WORK TO BE COMPLETED =
Set down again, exactly and only, the lines from the one that contains "the white building" through the last line of the records below, both included, but not the pictures.

(Entries taken from a collection)
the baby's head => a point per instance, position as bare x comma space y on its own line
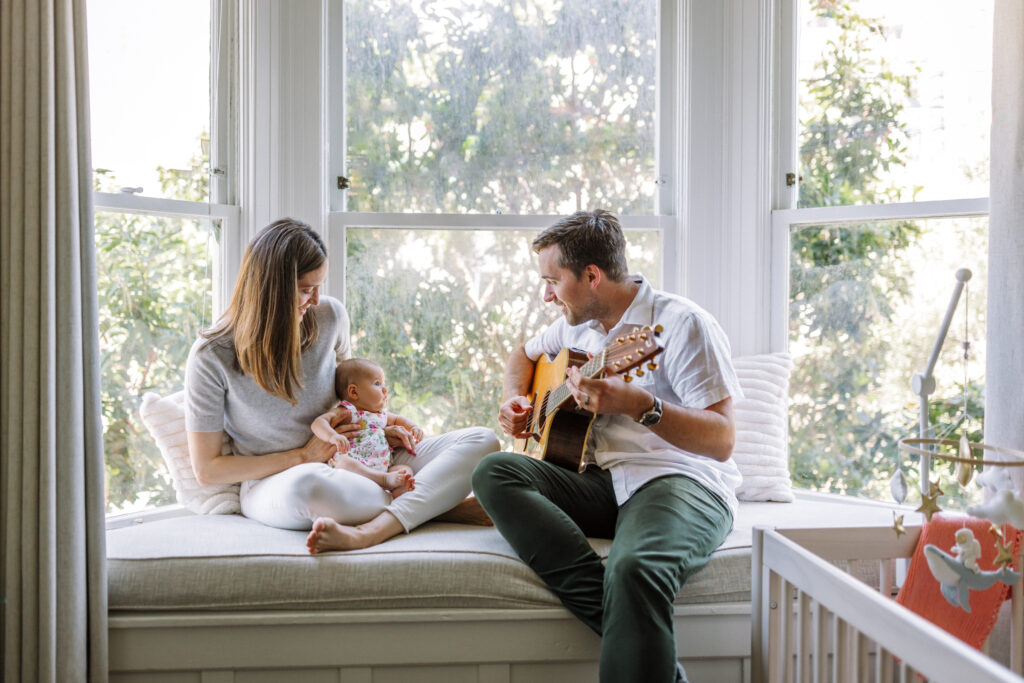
360, 382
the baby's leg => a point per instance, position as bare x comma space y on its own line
399, 479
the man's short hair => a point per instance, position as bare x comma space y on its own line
351, 371
588, 238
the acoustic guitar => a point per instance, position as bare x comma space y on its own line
560, 427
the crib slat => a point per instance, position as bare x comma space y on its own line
820, 644
805, 639
841, 653
863, 672
788, 647
886, 578
776, 655
884, 664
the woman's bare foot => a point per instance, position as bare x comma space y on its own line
467, 512
329, 535
408, 484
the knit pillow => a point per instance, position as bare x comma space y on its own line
762, 450
165, 420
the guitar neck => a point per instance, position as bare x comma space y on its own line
561, 393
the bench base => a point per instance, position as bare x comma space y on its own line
422, 645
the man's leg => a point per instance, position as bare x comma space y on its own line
546, 513
666, 531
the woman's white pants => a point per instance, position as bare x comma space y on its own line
295, 498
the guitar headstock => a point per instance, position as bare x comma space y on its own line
631, 350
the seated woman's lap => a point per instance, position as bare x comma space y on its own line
443, 466
295, 498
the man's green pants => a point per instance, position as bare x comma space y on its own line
666, 531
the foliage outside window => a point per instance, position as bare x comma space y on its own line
150, 91
494, 107
866, 298
155, 289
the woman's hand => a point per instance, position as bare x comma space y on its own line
317, 451
399, 437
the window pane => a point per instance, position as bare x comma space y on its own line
895, 100
150, 90
156, 292
441, 309
492, 107
866, 303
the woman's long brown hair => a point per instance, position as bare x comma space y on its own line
262, 321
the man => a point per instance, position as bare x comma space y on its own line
659, 480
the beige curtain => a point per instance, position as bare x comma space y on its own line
1005, 374
51, 458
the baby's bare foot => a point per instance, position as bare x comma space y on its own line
407, 485
394, 479
329, 535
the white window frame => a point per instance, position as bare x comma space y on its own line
665, 219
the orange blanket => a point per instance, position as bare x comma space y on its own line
922, 593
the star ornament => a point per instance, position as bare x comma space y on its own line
928, 506
1004, 553
898, 525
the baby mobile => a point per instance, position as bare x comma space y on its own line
956, 569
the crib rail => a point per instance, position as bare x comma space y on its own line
814, 623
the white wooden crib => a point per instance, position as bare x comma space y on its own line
814, 622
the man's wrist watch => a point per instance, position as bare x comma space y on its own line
653, 416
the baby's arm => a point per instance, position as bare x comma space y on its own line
396, 478
398, 421
325, 431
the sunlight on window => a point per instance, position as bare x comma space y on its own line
150, 91
866, 303
889, 111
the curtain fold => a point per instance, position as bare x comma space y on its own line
1005, 372
53, 572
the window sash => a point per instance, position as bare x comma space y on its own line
231, 242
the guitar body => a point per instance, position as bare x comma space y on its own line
561, 427
563, 431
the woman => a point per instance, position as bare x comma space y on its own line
265, 371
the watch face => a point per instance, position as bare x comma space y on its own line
653, 416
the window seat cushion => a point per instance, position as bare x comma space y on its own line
228, 562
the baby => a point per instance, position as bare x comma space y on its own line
359, 386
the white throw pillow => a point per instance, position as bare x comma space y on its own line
165, 420
762, 450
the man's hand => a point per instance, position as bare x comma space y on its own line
608, 396
514, 417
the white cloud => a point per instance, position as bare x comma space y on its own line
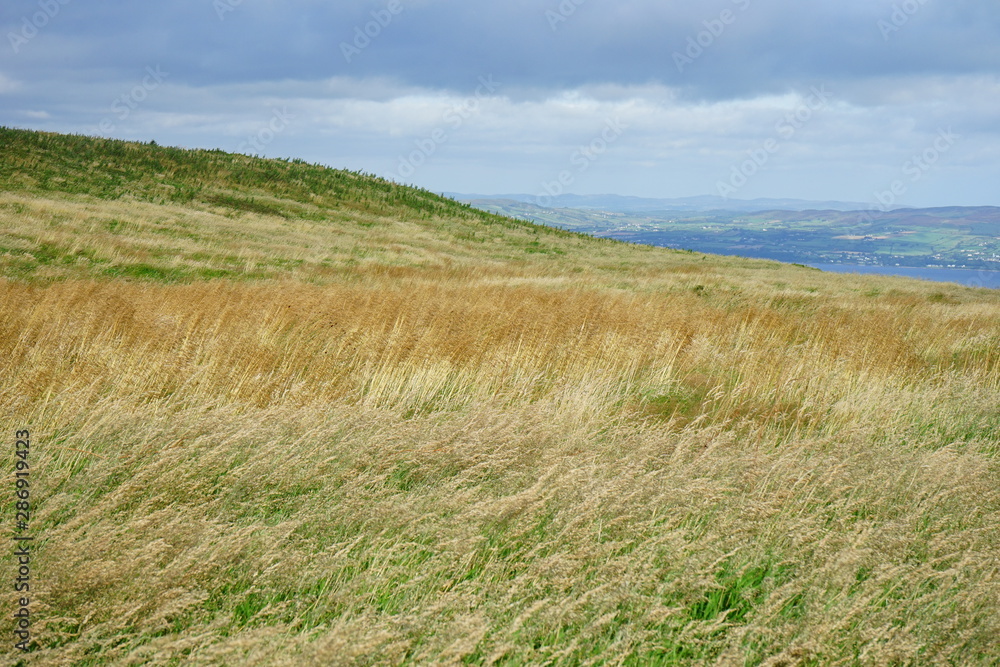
8, 85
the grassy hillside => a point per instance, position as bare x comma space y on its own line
287, 415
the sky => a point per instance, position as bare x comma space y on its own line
883, 102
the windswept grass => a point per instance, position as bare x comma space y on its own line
453, 450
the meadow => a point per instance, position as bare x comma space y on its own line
288, 415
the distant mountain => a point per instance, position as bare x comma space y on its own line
624, 204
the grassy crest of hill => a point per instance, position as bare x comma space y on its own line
339, 428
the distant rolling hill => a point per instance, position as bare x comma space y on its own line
964, 237
271, 413
624, 204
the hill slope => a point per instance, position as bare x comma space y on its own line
309, 417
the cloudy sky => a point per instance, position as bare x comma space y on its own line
858, 100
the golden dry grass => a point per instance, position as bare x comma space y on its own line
453, 466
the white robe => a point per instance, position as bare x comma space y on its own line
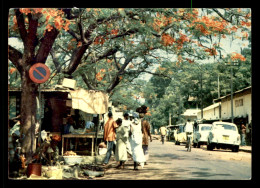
136, 143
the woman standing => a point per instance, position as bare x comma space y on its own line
121, 140
146, 134
136, 144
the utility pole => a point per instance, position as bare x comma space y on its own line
219, 106
231, 86
170, 118
201, 96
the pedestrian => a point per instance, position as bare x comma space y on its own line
243, 135
163, 133
69, 127
110, 137
146, 134
127, 123
188, 130
122, 134
136, 143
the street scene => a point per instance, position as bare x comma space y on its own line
129, 94
171, 162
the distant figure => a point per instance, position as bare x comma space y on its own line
122, 134
146, 134
136, 144
188, 130
127, 123
163, 133
68, 128
110, 136
243, 135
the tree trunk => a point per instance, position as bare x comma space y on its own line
28, 116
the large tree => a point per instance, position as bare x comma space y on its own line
106, 47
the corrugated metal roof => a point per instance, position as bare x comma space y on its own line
212, 106
236, 92
42, 90
190, 112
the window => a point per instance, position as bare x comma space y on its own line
239, 102
205, 128
225, 127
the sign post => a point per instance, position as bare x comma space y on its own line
39, 73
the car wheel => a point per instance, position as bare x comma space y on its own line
209, 147
235, 148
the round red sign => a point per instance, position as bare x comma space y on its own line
39, 73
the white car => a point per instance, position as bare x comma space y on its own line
223, 135
201, 133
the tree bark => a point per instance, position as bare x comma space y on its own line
28, 115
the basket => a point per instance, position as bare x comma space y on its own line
71, 160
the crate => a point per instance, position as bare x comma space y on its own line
69, 83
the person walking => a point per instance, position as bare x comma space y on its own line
110, 137
122, 134
188, 130
163, 133
127, 123
146, 134
243, 135
136, 144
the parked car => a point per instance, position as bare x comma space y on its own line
172, 131
200, 135
180, 137
223, 135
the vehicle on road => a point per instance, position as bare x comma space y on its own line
189, 141
180, 137
201, 133
172, 131
223, 135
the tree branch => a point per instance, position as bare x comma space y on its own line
15, 57
87, 82
21, 25
116, 79
221, 15
46, 45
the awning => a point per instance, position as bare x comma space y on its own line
89, 101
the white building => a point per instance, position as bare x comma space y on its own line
190, 114
211, 112
242, 105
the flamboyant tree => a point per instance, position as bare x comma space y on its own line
107, 47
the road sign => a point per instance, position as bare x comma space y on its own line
39, 73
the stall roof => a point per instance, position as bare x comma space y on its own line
239, 91
89, 101
42, 90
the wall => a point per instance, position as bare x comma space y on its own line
239, 108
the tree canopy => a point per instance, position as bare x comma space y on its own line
109, 48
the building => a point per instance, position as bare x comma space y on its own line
211, 112
190, 114
242, 106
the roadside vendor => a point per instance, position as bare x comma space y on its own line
68, 128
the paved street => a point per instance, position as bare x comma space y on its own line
173, 162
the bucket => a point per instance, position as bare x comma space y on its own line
34, 168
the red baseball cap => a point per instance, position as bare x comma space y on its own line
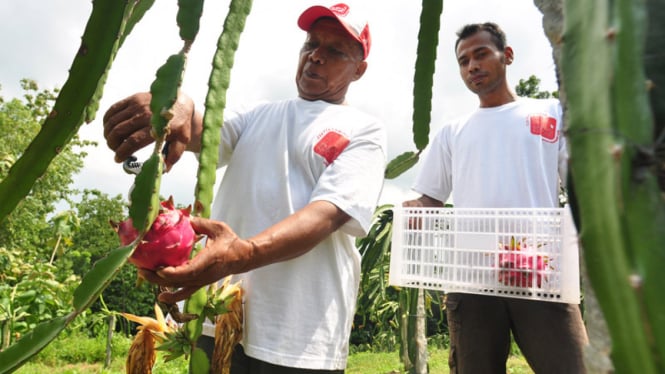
356, 27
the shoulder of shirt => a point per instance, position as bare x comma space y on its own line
545, 102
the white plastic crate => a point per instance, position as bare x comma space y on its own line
520, 253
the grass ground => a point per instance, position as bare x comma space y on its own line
77, 355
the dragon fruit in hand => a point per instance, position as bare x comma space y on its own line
518, 268
169, 241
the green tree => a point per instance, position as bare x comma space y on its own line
20, 120
531, 88
92, 242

PROBLEM SOLUTION =
the white building => a point per instance, position as bare x comma space y on its own line
190, 114
211, 112
242, 105
the flamboyant tree => a point per instance, position as bare x comma space y on its own line
107, 47
the road sign => a point per instance, position as bare x comma space y on its own line
39, 73
the stall roof => a point per instance, position as bare x comma space y on its own line
239, 91
89, 101
42, 90
the wall => a point per instance, position as bare x comma space y on its own line
239, 108
the tree canopy => a point per instance, position as bare x comma space y on its own line
109, 48
the building => a point per instance, position as bare x comma space y on its own line
211, 112
190, 114
242, 106
the roadside vendor => a point per instance, position as bare x comma space y on its own line
68, 128
the paved street => a point per instance, position as bare x comma space y on its own line
173, 162
the bucket => a point per instance, position as bare x comma space y on its own line
34, 168
the red baseball cap => a point per instance, position as bare x comma space y on its own line
356, 27
the shoulder of shirt => a point per instance, position as bare x comma space y on its own line
545, 102
the white plastic crate => a point per instance, position as bare x comma space y on its own line
520, 253
the grass ground => a point per instance, position as bare x comma space y on its own line
77, 355
the dragon fruit in hand => a point per instance, position as bare x comma space y on its own line
518, 268
169, 241
the green tree => a point per instance, position as bare x comma space y on its own line
20, 120
531, 88
92, 242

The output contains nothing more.